▸ **Problem statement**
Change every "boy" in the records to "child" and write all the other lines out again as they are. Don't include the pictures in your answer.

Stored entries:
---+---

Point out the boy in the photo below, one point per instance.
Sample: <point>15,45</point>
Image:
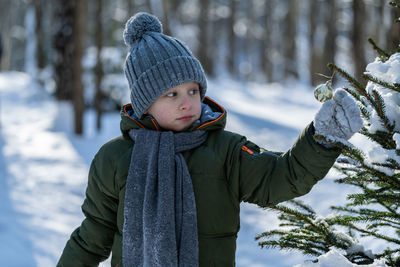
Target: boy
<point>167,192</point>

---+---

▸ **Complete answer**
Point out the child in the photo below, one point per instance.
Sample: <point>15,45</point>
Image:
Target: child
<point>167,192</point>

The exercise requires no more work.